GOAL OF THE EXERCISE:
Output the records exactly. Include every line.

INPUT:
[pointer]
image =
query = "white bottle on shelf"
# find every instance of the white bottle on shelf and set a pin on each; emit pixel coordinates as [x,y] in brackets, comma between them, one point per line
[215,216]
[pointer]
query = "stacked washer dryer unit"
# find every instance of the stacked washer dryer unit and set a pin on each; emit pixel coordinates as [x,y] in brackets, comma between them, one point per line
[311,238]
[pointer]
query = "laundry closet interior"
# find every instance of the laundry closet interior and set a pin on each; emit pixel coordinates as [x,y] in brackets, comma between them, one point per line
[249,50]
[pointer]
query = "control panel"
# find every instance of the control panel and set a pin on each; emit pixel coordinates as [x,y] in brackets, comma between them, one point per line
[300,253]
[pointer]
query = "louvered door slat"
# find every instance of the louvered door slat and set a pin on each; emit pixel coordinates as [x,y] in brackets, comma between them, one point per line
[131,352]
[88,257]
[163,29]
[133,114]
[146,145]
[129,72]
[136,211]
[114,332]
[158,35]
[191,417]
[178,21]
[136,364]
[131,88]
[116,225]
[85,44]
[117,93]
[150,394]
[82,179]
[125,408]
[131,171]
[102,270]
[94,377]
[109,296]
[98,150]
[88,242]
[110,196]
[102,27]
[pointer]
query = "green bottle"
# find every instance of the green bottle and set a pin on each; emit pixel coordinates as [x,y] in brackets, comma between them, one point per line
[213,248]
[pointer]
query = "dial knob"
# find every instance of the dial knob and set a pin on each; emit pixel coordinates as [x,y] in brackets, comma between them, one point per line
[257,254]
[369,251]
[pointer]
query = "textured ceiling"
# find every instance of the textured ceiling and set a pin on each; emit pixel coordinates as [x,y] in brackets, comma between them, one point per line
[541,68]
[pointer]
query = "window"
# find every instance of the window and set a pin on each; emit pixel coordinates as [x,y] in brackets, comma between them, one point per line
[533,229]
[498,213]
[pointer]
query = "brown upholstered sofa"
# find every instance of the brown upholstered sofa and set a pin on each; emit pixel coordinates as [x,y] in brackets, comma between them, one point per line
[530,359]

RESPONSE BELOW:
[pointer]
image =
query = "white bottle on shelf"
# find every instance of the white bottle on shelf and set a pin on each; emit pixel coordinates as [x,y] in brackets, comma between them, one point per line
[215,216]
[pointer]
query = "stacked washer dryer unit"
# find every instance of the stacked washer dryer unit and set a pin on each; emit pixel coordinates as [x,y] in brackets, comma between them, one point per line
[311,238]
[pointer]
query = "laundry closet interior"
# find every instance of the laundry closet interior and set a pin on each; emit pixel coordinates as [x,y] in brackets, comma between them, one point per line
[249,50]
[pointer]
query = "control panel"
# find every instance of the control panel and set a pin on each; emit pixel coordinates as [x,y] in brackets, comma between them, one point per line
[300,253]
[pointer]
query = "louvered door slat"
# find every instance of the louvered door slat and set a pin on each; emit pixel coordinates as [x,y] in brackets, comma between them, one point per line
[131,352]
[88,257]
[163,29]
[133,114]
[146,145]
[129,72]
[136,211]
[114,332]
[158,35]
[191,417]
[178,21]
[136,364]
[131,88]
[116,225]
[85,44]
[117,93]
[150,394]
[82,179]
[125,408]
[131,171]
[102,270]
[94,377]
[109,296]
[98,150]
[88,242]
[110,196]
[102,27]
[pointer]
query = "green bottle"
# find every instance of the green bottle and set a pin on each; emit pixel coordinates as [x,y] in brackets, comma between them, one point per line
[213,248]
[pointer]
query = "dial knob"
# find every instance of the dial knob and set a pin on each; emit pixel coordinates as [x,y] in brackets, comma between them, one point per line
[257,254]
[369,251]
[pointer]
query = "textured ceiling"
# find every instance of the textured ceiling and set a pin on each; emit pixel coordinates as [x,y] in brackets, comma between them, one point per line
[541,68]
[pointer]
query = "window"
# find every instance of the window and set a pin on each; emit pixel coordinates as [x,y] in brackets, comma between them, one point per line
[533,229]
[498,213]
[pointer]
query = "brown upholstered sofa"
# find every instance of the brown upholstered sofa and set a pin on each; emit pixel coordinates as [x,y] in brackets, comma between them, one point per line
[530,359]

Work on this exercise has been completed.